==== EXTRACTED MATERIAL
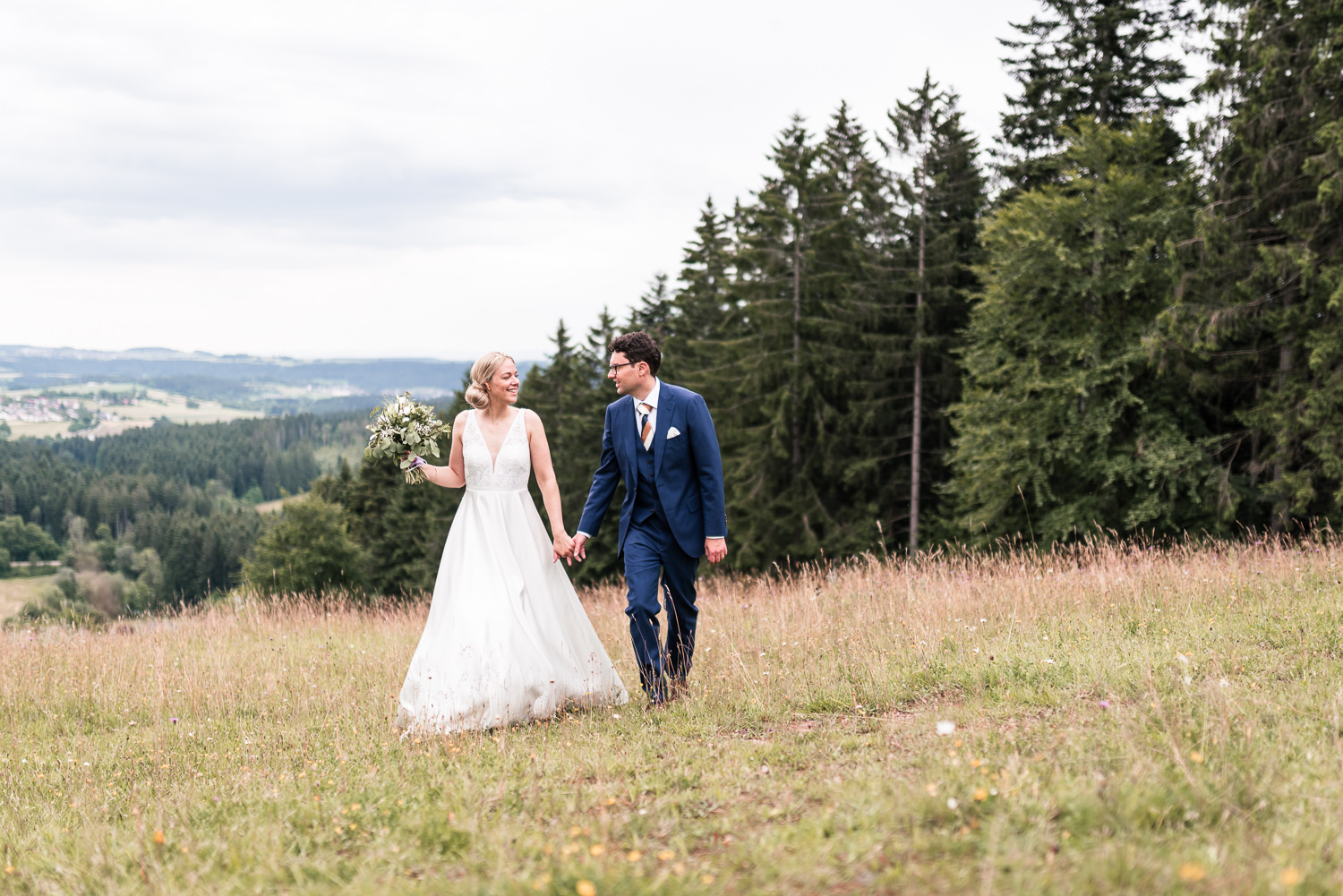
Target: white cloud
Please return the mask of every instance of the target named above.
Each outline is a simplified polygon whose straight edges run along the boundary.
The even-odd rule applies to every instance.
[[[674,274],[794,111],[880,125],[929,67],[987,142],[1035,8],[5,4],[0,341],[537,357]]]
========
• [THE EXERCISE] Reproduce every line of the records above verbatim, leaving out the pictures.

• [COMPLETED EXERCISE]
Target: white cloud
Please return the mask of every instance of the target named above.
Each outline is a simplified polygon whose straight edges run along the boundary.
The even-odd rule applies to every instance.
[[[674,274],[794,111],[880,125],[929,67],[987,142],[1035,8],[5,4],[0,341],[537,357]]]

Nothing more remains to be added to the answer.